Text section —
An outside auditing agency didn't have to tell foxes and coyotes that their "angles" had to be just right before they could be expected to do any of their daily duties. Ability came first....what they looked like fell into place as happenstance.


----------



## Timothy Stacy (Jan 29, 2009)

A+ but I bet you get some people who want to argue ! That can not be more clear!


Robert Palmer said:


> Peter,
> 
> Since you seem to get what's going on here, where do you think the sticking point is for so many people?
> 
> ...


----------



## Robert Palmer (Oct 17, 2011)

Peter Cavallaro said:


> I was referring to the direction of flow of proven working dogs, the arrows dont point toward holland, hmmmm is there a reason for.
> 
> The traffic flow arrows point away from holland.


And the Czech republic. They have something resembling "German Shepherds", but they couldn't afford to be picky about looks and purity for many decades.


----------



## Peter Cavallaro (Dec 1, 2010)

Sticking point;


$$$$$$$$$$$$$$$$$$$$$$$$$$$$$$$$$$$$$$$$$$$$$$$$$$$$$$$$$$


It has never been about anything else.

I'm guessing you realise the work involved in selecting, training, owning and breeding a high level working dog.

absolutely anyone can just start showing and breeding show dogs and be successful.

No offence but confirmation showing are the bottom feeders. Talkin sense is not what keeps you at the bottom, hence the sticking point as you say.







Robert Palmer said:


> Peter,
> 
> Since you seem to get what's going on here, where do you think the sticking point is for so many people?
> 
> ...


----------



## Peter Cavallaro (Dec 1, 2010)

I think the C republic has been raped to death by US, not sure if its much more than a marketing scam now.

for whatever reason Holland can resist and drip feed the US without being raped by them, jmo.


----------



## Ben Thompson (May 2, 2009)

I don't think I have ever read any conformation standard for a GSD. It just doesn't interest me. I want to do the working thing so it really has no effect on me...at least none that I can see. 

I don't think having confromation dogs in existance ruins working dogs personally. All the kennels I looked at before purchasing a GSD pup did bite work and had nice straight backs. I just didn't see conformation having a effect on them or me. Its totally ignored. They do their thing I do mine. 

Sometimes I wish the working GSD's were a little more chew em up and spit em out. But thats nothing to do with conformation. Its up to the working kennels to breed good working abilitly.


----------



## Mario Fernandez (Jun 21, 2008)

People are getting excited about the UKC standard for GSD? Like it means something. UKC is a second tier registry in the USA that will take your money gladly. The only good thing about them as they still have some hunting trials and if you have a Dutchie or a X-Mal you can get papers.

Task objective —
Please reproduce the passage of the forum thread on working German Shepherds verbatim, starting at "I don't think I" and ending at "that I can see.".

Information supplied —
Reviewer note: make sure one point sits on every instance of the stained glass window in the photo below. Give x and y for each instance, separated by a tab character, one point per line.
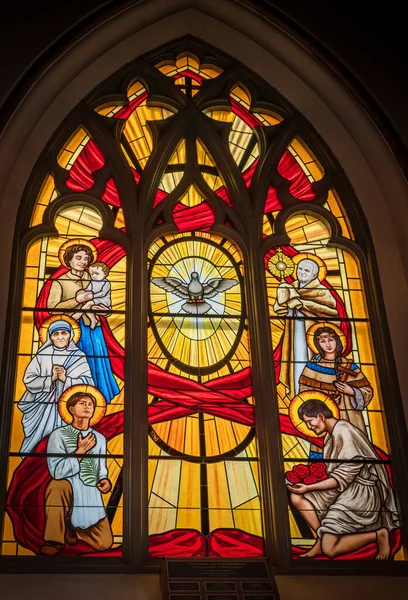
187	212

Final answer —
I don't think I have ever read any conformation standard for a GSD. It just doesn't interest me. I want to do the working thing so it really has no effect on me...at least none that I can see.